AIM OF THE EXERCISE:
Word for word, set down every line of the entries below from the line with "If you could point to the black glove in" to the line with "If you could point to the paved", including both, and no other line.

▶

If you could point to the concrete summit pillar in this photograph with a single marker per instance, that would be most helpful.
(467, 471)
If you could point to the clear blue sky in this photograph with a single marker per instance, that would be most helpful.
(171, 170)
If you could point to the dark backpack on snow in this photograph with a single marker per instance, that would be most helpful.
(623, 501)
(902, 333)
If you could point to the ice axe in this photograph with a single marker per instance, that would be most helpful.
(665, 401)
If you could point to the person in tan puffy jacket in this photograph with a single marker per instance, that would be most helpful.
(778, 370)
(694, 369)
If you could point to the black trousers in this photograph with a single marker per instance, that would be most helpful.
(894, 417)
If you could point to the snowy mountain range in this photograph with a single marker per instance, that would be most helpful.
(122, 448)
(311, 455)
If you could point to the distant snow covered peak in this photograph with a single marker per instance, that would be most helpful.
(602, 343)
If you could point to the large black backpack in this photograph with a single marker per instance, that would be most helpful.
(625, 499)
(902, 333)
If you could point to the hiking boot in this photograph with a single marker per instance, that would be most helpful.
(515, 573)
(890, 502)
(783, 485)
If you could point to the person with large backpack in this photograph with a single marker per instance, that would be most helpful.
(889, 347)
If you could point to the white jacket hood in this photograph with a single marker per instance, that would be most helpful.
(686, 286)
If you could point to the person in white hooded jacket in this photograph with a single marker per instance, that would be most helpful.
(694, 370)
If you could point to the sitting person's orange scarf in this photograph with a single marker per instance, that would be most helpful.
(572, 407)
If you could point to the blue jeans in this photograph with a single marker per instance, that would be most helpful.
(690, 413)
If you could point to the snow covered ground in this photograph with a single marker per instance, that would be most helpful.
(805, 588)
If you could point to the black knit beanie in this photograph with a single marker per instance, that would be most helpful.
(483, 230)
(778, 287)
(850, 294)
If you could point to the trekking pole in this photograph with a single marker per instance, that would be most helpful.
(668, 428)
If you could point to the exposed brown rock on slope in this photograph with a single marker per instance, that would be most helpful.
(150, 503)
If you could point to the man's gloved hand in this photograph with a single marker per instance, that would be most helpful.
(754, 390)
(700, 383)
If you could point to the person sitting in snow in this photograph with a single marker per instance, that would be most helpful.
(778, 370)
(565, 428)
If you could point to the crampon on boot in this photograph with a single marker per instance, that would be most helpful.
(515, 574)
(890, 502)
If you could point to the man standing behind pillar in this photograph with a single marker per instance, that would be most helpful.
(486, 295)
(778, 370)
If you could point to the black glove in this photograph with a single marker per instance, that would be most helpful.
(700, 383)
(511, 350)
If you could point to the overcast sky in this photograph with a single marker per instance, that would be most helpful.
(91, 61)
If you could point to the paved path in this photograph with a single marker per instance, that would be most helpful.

◀
▶

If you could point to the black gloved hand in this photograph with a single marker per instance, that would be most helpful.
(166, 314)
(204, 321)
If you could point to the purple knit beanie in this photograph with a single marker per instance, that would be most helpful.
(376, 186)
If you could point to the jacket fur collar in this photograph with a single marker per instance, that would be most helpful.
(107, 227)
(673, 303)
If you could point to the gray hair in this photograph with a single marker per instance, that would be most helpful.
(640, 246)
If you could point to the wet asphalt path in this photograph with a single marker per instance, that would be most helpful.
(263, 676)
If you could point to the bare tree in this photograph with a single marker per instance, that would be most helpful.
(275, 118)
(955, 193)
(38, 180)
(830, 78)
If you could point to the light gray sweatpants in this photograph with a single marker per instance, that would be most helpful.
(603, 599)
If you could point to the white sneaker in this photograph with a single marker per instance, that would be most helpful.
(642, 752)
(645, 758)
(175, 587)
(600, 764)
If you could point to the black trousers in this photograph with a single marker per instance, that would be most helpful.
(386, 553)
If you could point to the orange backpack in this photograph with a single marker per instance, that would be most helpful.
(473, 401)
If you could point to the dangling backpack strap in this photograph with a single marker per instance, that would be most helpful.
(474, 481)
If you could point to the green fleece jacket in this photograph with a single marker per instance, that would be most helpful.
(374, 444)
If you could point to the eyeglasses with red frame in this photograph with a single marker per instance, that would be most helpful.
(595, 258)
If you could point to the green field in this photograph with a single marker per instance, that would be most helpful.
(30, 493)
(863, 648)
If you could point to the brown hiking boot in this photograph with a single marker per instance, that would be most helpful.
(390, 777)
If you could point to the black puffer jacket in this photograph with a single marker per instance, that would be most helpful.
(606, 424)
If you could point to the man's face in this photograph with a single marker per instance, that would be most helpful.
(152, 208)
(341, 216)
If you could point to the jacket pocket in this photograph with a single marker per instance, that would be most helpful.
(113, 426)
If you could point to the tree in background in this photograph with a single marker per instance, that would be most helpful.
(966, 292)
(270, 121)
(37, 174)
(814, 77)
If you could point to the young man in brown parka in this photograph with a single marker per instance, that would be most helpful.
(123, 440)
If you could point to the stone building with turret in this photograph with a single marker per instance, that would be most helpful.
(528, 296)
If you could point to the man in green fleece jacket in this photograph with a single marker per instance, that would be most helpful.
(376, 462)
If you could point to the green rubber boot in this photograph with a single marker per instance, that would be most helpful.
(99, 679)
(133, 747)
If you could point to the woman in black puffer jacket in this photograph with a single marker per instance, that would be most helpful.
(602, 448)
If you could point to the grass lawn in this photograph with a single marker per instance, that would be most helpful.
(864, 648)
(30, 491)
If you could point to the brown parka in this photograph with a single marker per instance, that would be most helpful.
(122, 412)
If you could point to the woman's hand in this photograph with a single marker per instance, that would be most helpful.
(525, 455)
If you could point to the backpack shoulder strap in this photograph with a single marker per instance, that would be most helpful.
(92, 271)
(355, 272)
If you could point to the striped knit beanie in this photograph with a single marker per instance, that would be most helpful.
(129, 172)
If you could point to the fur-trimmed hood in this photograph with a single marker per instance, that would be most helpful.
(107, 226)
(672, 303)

◀

EXERCISE SOLUTION:
If you could point to the black glove in this photograph with a single marker per instance, that would be most helpful.
(700, 383)
(511, 350)
If you could point to the overcast sky in this photograph with a single marker per instance, that would be most helpful.
(91, 61)
If you could point to the paved path in this photograph with a single marker per instance, that would be most helpful.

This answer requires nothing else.